WHAT THE TASK ASKS: Write the listing out again verbatim, leaving nothing out.

SOURCE MATERIAL Block Start

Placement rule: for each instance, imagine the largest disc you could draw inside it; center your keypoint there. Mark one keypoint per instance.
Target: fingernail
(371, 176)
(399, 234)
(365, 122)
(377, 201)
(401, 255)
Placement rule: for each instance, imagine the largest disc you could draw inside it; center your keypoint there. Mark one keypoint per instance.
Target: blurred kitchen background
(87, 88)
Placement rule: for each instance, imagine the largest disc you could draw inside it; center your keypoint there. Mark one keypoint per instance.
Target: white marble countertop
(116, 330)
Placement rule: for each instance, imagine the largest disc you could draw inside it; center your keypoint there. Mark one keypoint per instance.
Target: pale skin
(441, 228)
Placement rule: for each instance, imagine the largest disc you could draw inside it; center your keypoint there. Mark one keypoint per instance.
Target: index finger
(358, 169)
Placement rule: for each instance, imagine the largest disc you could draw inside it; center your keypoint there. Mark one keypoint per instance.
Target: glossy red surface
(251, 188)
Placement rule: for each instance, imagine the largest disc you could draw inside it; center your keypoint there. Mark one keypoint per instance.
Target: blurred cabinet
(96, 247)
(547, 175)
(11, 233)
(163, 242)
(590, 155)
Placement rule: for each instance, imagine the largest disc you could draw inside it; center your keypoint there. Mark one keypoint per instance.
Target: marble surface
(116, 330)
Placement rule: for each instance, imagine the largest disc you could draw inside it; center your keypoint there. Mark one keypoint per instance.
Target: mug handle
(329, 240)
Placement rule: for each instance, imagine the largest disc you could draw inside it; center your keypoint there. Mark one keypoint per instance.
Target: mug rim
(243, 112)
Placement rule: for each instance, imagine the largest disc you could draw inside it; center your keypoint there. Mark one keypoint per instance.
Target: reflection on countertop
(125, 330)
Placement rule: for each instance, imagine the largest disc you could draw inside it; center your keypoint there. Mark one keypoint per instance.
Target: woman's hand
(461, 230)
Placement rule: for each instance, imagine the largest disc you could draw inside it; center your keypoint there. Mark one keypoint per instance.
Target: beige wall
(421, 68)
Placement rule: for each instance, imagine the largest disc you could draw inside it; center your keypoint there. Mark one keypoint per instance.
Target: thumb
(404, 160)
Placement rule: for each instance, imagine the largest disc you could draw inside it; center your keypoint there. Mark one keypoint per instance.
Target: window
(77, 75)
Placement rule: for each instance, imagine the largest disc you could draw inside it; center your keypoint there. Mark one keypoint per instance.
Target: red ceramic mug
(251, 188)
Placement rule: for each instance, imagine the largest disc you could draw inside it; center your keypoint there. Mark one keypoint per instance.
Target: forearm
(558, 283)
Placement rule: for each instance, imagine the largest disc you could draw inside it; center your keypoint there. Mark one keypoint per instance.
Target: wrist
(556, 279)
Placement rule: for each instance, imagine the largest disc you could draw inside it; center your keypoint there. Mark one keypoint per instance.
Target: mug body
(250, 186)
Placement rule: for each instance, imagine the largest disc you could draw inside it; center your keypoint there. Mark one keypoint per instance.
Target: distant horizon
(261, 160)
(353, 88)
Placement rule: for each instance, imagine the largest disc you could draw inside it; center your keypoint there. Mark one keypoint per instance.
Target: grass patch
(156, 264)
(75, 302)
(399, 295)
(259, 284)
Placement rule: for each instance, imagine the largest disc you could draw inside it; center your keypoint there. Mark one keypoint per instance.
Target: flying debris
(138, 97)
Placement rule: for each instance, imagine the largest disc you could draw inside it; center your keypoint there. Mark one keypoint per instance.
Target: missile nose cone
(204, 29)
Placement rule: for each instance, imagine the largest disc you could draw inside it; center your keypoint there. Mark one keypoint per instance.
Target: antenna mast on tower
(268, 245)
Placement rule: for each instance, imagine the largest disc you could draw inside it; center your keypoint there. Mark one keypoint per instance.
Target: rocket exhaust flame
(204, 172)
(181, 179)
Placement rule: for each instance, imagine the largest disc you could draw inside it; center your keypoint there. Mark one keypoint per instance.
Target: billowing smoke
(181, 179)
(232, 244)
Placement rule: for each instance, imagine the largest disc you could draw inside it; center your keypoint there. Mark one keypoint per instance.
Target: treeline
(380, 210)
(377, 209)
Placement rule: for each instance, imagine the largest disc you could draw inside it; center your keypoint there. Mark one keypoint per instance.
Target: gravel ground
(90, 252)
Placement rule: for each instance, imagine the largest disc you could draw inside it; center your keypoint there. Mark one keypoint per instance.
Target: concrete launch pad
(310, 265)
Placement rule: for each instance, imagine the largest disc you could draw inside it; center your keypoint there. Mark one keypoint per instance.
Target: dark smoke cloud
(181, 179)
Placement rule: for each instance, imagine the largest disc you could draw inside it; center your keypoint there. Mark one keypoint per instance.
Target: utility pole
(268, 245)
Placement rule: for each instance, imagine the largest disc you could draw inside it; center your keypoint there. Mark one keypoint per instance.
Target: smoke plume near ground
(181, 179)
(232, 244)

SOURCE MATERIAL Block End

EXERCISE RESULT:
Placement rule: for each instance, imagine the largest disc you could draw inside it; center your keypoint there. Mark one keypoint per instance.
Target: fingernail
(371, 176)
(399, 234)
(365, 122)
(377, 201)
(401, 255)
Placement rule: for each instance, imagine the largest disc you could draw inside it; center your keypoint there. Mark one keypoint per instance.
Target: blurred kitchen background
(87, 88)
Placement rule: for each instance, imagine the largest disc you could draw inside it; center your keypoint there. Mark one keypoint per instance.
Target: white marble countertop
(116, 330)
Placement rule: for each instance, imagine the largest disc you could draw inside it; center your keypoint there. Mark one keypoint per instance.
Target: pale skin
(441, 228)
Placement rule: for each instance, imagine the largest disc you could draw inside it; center your keypoint there. Mark one keypoint per instance.
Target: index finger
(358, 169)
Placement rule: for each instance, imagine the largest disc you could draw inside it; center your keypoint there. Mark one keypoint per instance.
Target: glossy red surface
(251, 188)
Placement rule: for each instance, imagine the largest disc you could draw inside it; center your keypoint there. Mark one keypoint per instance.
Target: blurred cabinet
(96, 247)
(547, 175)
(11, 233)
(163, 242)
(590, 155)
Placement rule: for each instance, imagine the largest disc you could draw inside it; center your keypoint there. Mark one keypoint per instance.
Target: marble surface
(116, 330)
Placement rule: for each instance, imagine the largest disc you could draw inside it; center your keypoint there. Mark one keypoint per instance.
Target: mug handle
(329, 240)
Placement rule: for each instance, imagine the largest disc you could draw inside it; center your keypoint there. Mark one keypoint per instance.
Target: mug rim
(243, 112)
Placement rule: for each instance, imagine the largest disc you could draw inside it; center your keypoint there. Mark one keypoint per instance.
Target: reflection on countertop
(125, 330)
Placement rule: for each instance, imagine the largest disc you could draw inside it; center your keypoint there. Mark one keypoint per instance.
Target: woman's hand
(461, 230)
Placement rule: for each instance, imagine the largest disc you could draw inside it; center your keypoint there. Mark one keypoint per instance.
Target: beige wall
(421, 68)
Placement rule: for each instance, imagine the largest disc you could draw inside it; center your keypoint there. Mark one keypoint per instance.
Target: thumb
(404, 160)
Placement rule: for each instance, imagine the largest disc you could draw inside it; center your keypoint there. Mark one keypoint per instance.
Target: window
(77, 75)
Placement rule: for each instance, imagine the largest disc you could draw inside it; center your keypoint there. Mark one keypoint per instance.
Target: red ceramic mug
(251, 188)
Placement rule: for each instance, imagine the largest disc you could draw inside it; center your keypoint there. Mark one keypoint per instance.
Target: forearm
(558, 283)
Placement rule: for each instance, imagine the largest disc you could draw inside it; center your keypoint there. Mark one keypoint per instance.
Target: wrist
(556, 279)
Placement rule: for each instance, imagine the largest disc you could draw inside it; center your keypoint there. Mark one keypoint per instance.
Target: mug body
(250, 186)
Placement rule: for each instance, imagine the largest disc you could draw inside it; center your keypoint there. Mark one keypoint per instance.
Target: distant horizon
(261, 160)
(353, 88)
Placement rule: for each instance, imagine the largest disc you could draw inside it; center your keypoint there. Mark one keypoint per instance.
Target: grass patch
(156, 264)
(75, 302)
(399, 295)
(259, 284)
Placement rule: for each instance, imagine the largest disc you could draw inside it; center your keypoint there. Mark one keypoint per instance.
Target: flying debris
(138, 97)
Placement rule: for each instance, imagine the largest disc you could draw inside it; center your keypoint there. Mark one keypoint per instance.
Target: missile nose cone
(204, 29)
Placement rule: for each instance, imagine the largest disc you could draw inside it; center your keypoint there. Mark one keypoint per instance.
Target: antenna mast on tower
(268, 245)
Placement rule: for each instance, imagine the largest disc you could draw inside it; center your keypoint there. Mark one keypoint per instance.
Target: rocket exhaust flame
(204, 172)
(181, 179)
Placement rule: for each instance, imagine the largest disc you could draw inside it; center your keypoint there. Mark one keypoint per instance.
Target: billowing smoke
(181, 179)
(232, 244)
Placement rule: for each instance, imagine the largest disc you could draw inside it; center your keypoint there. Mark one keypoint per instance.
Target: treeline
(380, 210)
(377, 209)
Placement rule: for each instance, imagine the largest disc you could draw inside it; center your keypoint there. Mark one keypoint per instance.
Target: gravel ground
(90, 252)
Placement rule: for each instance, imagine the largest disc you could draw inside it; center your keypoint there. Mark one keypoint per instance.
Target: concrete launch pad
(310, 265)
Placement rule: for each instance, imagine the largest disc you could draw inside it; center your keypoint there. Mark one keypoint per instance.
Target: dark smoke cloud
(181, 179)
Placement rule: for each instance, imagine the largest disc you could draw inside it; center your keypoint there. Mark one keypoint per instance.
Target: utility pole
(268, 245)
Placement rule: for each instance, imagine the largest disc you could draw inside it; center your keypoint there. Mark one keypoint per instance.
Target: smoke plume near ground
(181, 179)
(232, 244)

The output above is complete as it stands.